- _Assignment_:
Retype the data exactly, leaving nothing out.

** Exercise input follows **

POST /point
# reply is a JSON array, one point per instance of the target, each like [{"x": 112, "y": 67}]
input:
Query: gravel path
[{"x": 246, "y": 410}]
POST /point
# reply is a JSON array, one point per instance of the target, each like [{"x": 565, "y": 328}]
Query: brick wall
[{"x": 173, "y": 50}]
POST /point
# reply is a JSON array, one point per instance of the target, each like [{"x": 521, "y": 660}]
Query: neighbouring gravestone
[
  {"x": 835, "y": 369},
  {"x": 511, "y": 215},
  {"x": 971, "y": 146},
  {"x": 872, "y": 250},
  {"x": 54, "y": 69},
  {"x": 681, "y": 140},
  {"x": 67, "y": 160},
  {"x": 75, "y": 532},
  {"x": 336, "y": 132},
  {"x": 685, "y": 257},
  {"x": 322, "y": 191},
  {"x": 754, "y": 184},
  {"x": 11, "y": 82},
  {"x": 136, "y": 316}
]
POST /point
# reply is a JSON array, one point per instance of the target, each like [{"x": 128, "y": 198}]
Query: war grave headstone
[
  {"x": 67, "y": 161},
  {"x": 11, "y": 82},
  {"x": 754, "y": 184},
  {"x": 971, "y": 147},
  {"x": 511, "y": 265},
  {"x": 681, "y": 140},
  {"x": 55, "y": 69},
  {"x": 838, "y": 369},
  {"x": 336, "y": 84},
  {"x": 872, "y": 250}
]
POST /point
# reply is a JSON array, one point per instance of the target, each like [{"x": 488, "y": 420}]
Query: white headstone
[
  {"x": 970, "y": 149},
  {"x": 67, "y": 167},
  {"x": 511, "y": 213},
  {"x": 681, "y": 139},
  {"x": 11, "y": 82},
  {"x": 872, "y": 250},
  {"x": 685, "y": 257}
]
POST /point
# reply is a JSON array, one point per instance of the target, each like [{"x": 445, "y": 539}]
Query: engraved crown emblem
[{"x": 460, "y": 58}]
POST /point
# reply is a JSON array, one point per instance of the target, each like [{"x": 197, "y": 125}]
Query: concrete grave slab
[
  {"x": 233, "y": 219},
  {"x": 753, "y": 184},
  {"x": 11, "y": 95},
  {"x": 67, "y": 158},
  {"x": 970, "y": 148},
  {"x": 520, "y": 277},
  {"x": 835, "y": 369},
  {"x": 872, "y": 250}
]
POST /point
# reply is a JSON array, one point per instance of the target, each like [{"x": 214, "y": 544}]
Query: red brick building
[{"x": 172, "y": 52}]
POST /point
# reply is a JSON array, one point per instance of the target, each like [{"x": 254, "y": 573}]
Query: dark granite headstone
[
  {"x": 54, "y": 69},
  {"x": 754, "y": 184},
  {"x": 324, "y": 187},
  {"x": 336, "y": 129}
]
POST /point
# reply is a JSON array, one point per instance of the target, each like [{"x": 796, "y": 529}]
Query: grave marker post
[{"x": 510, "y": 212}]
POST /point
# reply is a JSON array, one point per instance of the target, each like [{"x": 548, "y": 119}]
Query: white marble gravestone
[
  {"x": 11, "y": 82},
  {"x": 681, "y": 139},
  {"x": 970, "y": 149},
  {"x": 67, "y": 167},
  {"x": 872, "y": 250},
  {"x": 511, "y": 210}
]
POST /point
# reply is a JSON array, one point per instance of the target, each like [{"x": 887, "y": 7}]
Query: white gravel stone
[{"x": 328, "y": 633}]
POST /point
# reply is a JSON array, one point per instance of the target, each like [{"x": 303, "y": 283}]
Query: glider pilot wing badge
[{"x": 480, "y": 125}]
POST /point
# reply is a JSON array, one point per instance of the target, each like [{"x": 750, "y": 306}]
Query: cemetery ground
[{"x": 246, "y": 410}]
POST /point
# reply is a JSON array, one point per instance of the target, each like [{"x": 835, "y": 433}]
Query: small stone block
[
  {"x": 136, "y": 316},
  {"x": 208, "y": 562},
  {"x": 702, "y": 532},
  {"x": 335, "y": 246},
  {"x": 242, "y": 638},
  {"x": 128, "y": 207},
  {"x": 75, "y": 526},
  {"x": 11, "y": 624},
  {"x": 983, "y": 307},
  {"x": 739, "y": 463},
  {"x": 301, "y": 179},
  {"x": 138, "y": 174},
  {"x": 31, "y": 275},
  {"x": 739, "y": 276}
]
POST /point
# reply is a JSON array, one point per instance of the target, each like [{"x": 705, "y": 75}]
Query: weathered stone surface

** End of Exercise input **

- _Exercise response_:
POST /point
# reply is a JSON array, one point per instance of the target, each like [{"x": 112, "y": 67}]
input:
Query: gravel path
[{"x": 246, "y": 410}]
POST /point
# reply is a JSON array, one point per instance of the target, each like [{"x": 565, "y": 328}]
Query: brick wall
[{"x": 173, "y": 50}]
POST /point
# reply is a JSON array, one point per instance of the target, each like [{"x": 521, "y": 660}]
Query: neighbouring gravestone
[
  {"x": 835, "y": 369},
  {"x": 511, "y": 215},
  {"x": 971, "y": 146},
  {"x": 872, "y": 250},
  {"x": 54, "y": 69},
  {"x": 681, "y": 140},
  {"x": 67, "y": 160},
  {"x": 75, "y": 532},
  {"x": 336, "y": 132},
  {"x": 685, "y": 257},
  {"x": 322, "y": 191},
  {"x": 754, "y": 184},
  {"x": 11, "y": 82},
  {"x": 136, "y": 316}
]
POST /point
# reply is a JSON array, one point per instance of the target, each like [{"x": 128, "y": 198}]
Query: war grave headstone
[
  {"x": 67, "y": 161},
  {"x": 11, "y": 82},
  {"x": 754, "y": 184},
  {"x": 971, "y": 147},
  {"x": 511, "y": 265},
  {"x": 681, "y": 140},
  {"x": 55, "y": 69},
  {"x": 838, "y": 369},
  {"x": 336, "y": 84},
  {"x": 872, "y": 250}
]
POST /point
# reply is a JSON array, one point per instance of the target, each like [{"x": 488, "y": 420}]
Query: white headstone
[
  {"x": 970, "y": 149},
  {"x": 67, "y": 167},
  {"x": 511, "y": 213},
  {"x": 681, "y": 139},
  {"x": 11, "y": 82},
  {"x": 872, "y": 250},
  {"x": 685, "y": 257}
]
POST /point
# reply is a JSON array, one point per instance of the target, each like [{"x": 445, "y": 539}]
Query: engraved crown emblem
[{"x": 460, "y": 58}]
POST /point
# reply is a JSON array, one point per instance of the target, each like [{"x": 197, "y": 125}]
Query: concrete grave slab
[
  {"x": 233, "y": 219},
  {"x": 753, "y": 184},
  {"x": 11, "y": 95},
  {"x": 67, "y": 158},
  {"x": 970, "y": 148},
  {"x": 520, "y": 277},
  {"x": 835, "y": 369},
  {"x": 872, "y": 250}
]
POST /point
# reply is a JSON array, one point per instance of the target, each like [{"x": 214, "y": 544}]
Query: red brick building
[{"x": 172, "y": 52}]
POST /point
# reply is a JSON array, one point per instance of the target, each like [{"x": 254, "y": 573}]
Query: dark granite headstone
[
  {"x": 54, "y": 69},
  {"x": 754, "y": 184},
  {"x": 324, "y": 187},
  {"x": 336, "y": 129}
]
POST /point
# reply is a JSON array, one point per instance of the target, each like [{"x": 796, "y": 529}]
Query: grave marker post
[{"x": 510, "y": 212}]
POST /point
# reply is a JSON array, one point per instance of the target, each like [{"x": 548, "y": 119}]
Query: white marble gravestone
[
  {"x": 11, "y": 82},
  {"x": 681, "y": 139},
  {"x": 970, "y": 149},
  {"x": 67, "y": 167},
  {"x": 872, "y": 250},
  {"x": 511, "y": 210}
]
POST /point
# reply is a JSON array, one point per instance of the target, each like [{"x": 887, "y": 7}]
Query: white gravel stone
[{"x": 328, "y": 633}]
POST /point
# reply is a JSON array, one point per instance of the target, each like [{"x": 303, "y": 283}]
Query: glider pilot wing badge
[{"x": 480, "y": 125}]
POST /point
# reply is a JSON array, one point per instance of the target, each like [{"x": 750, "y": 306}]
Query: cemetery ground
[{"x": 246, "y": 410}]
POST /point
# reply is a JSON array, one point per instance of the target, each like [{"x": 835, "y": 433}]
Query: small stone block
[
  {"x": 136, "y": 316},
  {"x": 208, "y": 562},
  {"x": 702, "y": 532},
  {"x": 335, "y": 246},
  {"x": 242, "y": 638},
  {"x": 128, "y": 207},
  {"x": 75, "y": 526},
  {"x": 11, "y": 624},
  {"x": 983, "y": 307},
  {"x": 739, "y": 463},
  {"x": 301, "y": 179},
  {"x": 138, "y": 174},
  {"x": 31, "y": 275},
  {"x": 739, "y": 276}
]
POST /point
# reply is a JSON array, one point per instance of the target, each like [{"x": 705, "y": 75}]
Query: weathered stone surface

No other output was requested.